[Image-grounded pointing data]
---+---
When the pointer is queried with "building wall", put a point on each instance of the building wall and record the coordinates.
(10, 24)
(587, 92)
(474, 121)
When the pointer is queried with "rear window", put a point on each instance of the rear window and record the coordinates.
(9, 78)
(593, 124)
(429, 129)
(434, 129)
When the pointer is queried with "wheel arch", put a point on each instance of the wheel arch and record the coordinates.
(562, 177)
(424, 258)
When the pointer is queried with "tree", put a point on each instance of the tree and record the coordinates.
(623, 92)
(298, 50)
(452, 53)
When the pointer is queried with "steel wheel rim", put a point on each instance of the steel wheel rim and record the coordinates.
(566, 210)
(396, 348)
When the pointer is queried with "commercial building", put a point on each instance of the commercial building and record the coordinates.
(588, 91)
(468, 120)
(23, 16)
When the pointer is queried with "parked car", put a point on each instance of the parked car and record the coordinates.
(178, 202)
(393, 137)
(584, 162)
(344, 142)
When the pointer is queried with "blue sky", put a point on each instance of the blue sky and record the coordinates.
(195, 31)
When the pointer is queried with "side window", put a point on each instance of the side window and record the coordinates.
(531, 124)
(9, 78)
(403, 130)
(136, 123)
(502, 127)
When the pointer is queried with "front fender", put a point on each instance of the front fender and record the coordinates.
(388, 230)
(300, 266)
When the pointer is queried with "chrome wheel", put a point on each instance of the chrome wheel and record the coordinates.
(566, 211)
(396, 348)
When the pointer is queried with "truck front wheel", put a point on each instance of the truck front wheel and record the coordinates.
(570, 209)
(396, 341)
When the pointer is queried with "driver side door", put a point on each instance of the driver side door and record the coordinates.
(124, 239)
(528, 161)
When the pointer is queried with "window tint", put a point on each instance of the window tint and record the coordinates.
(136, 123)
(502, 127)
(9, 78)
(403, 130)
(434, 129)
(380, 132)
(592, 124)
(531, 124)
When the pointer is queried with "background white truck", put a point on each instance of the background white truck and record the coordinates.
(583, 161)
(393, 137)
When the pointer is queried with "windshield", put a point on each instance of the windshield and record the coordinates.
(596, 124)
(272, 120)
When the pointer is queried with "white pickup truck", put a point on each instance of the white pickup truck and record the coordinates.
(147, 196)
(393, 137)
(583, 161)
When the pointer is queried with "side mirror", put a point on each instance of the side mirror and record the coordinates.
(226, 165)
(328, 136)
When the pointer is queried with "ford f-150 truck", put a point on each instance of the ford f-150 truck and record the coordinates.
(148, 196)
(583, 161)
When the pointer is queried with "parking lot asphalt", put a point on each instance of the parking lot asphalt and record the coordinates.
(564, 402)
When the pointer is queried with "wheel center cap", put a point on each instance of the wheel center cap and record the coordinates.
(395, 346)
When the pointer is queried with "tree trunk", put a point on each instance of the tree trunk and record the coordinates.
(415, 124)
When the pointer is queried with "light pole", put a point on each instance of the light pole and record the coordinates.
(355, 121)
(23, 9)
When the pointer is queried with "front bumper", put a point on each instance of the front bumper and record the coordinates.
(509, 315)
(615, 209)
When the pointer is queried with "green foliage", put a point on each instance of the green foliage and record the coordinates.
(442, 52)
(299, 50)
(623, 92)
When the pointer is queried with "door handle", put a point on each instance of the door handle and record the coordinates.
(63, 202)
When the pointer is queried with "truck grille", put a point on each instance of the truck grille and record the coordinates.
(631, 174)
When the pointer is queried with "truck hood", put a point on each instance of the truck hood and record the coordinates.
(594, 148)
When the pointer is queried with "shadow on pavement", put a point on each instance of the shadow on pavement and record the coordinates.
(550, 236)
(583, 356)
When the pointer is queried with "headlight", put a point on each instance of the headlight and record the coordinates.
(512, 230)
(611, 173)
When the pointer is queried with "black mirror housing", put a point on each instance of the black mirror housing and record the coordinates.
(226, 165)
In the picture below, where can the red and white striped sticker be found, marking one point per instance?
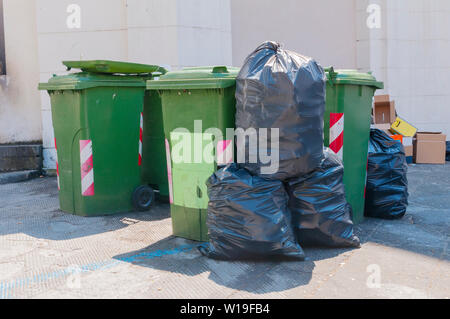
(224, 152)
(57, 167)
(337, 133)
(169, 171)
(87, 168)
(141, 132)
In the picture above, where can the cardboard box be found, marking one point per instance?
(429, 148)
(382, 98)
(407, 141)
(397, 137)
(384, 112)
(400, 126)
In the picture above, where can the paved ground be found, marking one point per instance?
(45, 253)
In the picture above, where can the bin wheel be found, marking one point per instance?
(143, 198)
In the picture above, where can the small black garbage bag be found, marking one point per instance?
(281, 89)
(387, 184)
(321, 216)
(248, 217)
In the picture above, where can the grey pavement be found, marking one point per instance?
(45, 253)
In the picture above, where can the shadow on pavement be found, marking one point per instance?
(32, 208)
(181, 256)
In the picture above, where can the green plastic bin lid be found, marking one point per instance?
(349, 76)
(86, 80)
(111, 67)
(204, 77)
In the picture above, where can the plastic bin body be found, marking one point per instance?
(154, 165)
(351, 93)
(206, 94)
(103, 112)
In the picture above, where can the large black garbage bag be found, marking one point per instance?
(248, 217)
(321, 216)
(387, 184)
(284, 90)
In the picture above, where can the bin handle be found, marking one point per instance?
(332, 75)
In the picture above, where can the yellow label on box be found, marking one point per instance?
(402, 127)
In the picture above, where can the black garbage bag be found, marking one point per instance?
(283, 90)
(387, 184)
(447, 156)
(321, 216)
(248, 217)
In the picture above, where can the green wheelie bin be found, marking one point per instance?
(349, 96)
(195, 101)
(97, 119)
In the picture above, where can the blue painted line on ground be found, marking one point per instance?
(7, 288)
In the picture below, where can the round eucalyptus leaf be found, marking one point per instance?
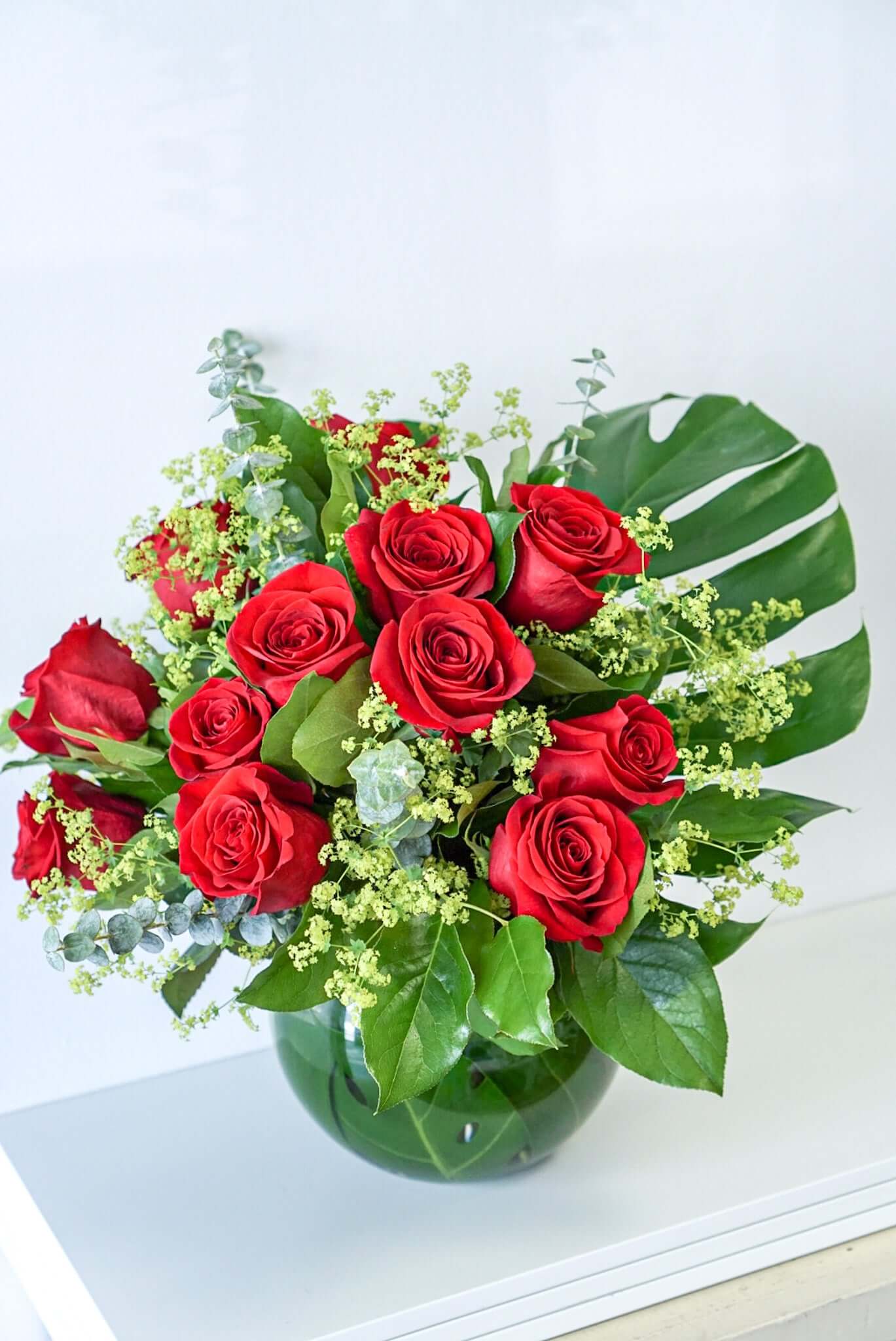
(257, 930)
(144, 909)
(75, 947)
(124, 934)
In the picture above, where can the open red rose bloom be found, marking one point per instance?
(498, 761)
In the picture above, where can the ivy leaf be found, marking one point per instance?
(654, 1009)
(317, 744)
(503, 527)
(277, 743)
(515, 976)
(419, 1027)
(183, 986)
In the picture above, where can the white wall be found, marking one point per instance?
(376, 188)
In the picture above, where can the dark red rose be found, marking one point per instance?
(624, 756)
(380, 472)
(300, 621)
(42, 847)
(564, 546)
(222, 724)
(89, 682)
(450, 663)
(401, 555)
(251, 832)
(172, 587)
(571, 861)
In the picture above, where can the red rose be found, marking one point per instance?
(378, 472)
(42, 845)
(89, 682)
(450, 663)
(222, 724)
(172, 587)
(571, 861)
(300, 621)
(253, 832)
(401, 555)
(624, 756)
(564, 546)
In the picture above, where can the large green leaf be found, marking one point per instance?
(282, 986)
(308, 466)
(277, 743)
(655, 1009)
(317, 744)
(419, 1027)
(840, 680)
(514, 980)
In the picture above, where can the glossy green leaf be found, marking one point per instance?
(282, 986)
(514, 980)
(840, 680)
(419, 1027)
(655, 1009)
(277, 743)
(503, 527)
(183, 986)
(317, 744)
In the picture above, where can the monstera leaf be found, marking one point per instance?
(717, 436)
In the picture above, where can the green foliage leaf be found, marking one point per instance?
(418, 1029)
(334, 519)
(655, 1009)
(840, 680)
(515, 472)
(486, 492)
(277, 743)
(503, 527)
(317, 744)
(183, 986)
(281, 986)
(514, 980)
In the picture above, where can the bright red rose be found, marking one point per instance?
(571, 861)
(401, 555)
(42, 845)
(300, 621)
(380, 472)
(222, 724)
(89, 682)
(173, 589)
(251, 832)
(450, 663)
(564, 546)
(624, 756)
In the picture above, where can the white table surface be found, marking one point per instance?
(207, 1205)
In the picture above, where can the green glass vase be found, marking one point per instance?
(494, 1113)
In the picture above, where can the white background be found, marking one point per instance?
(380, 188)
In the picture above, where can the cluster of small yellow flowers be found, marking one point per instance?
(648, 536)
(520, 735)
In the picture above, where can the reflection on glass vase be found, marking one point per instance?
(492, 1114)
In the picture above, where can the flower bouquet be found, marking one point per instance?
(465, 796)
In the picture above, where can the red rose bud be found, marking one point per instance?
(401, 555)
(221, 726)
(89, 682)
(172, 587)
(42, 845)
(251, 832)
(571, 861)
(450, 663)
(300, 621)
(564, 546)
(624, 756)
(378, 469)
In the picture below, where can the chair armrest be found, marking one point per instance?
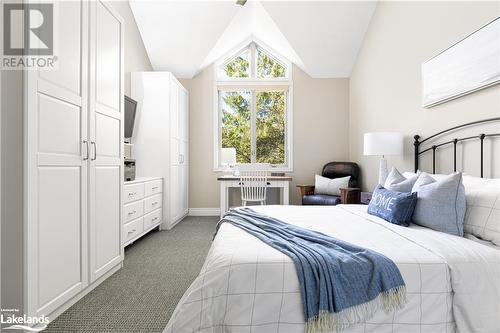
---+---
* Action item: Take only the line containing "In the picture above, where can the flower" and every line after it to the end of the entries, and copy them exactly, pictures excluded.

* Response to the task:
In the picture above, where can the flower bouquet be found, marking one point per instance?
(465, 796)
In the picture above, where can the red rose bud be found, marking one point per instance?
(401, 555)
(221, 726)
(89, 682)
(172, 587)
(42, 845)
(251, 832)
(571, 861)
(450, 663)
(300, 621)
(564, 546)
(624, 756)
(378, 469)
In the picture below, where can the chair armrest be found, marking one point per instance?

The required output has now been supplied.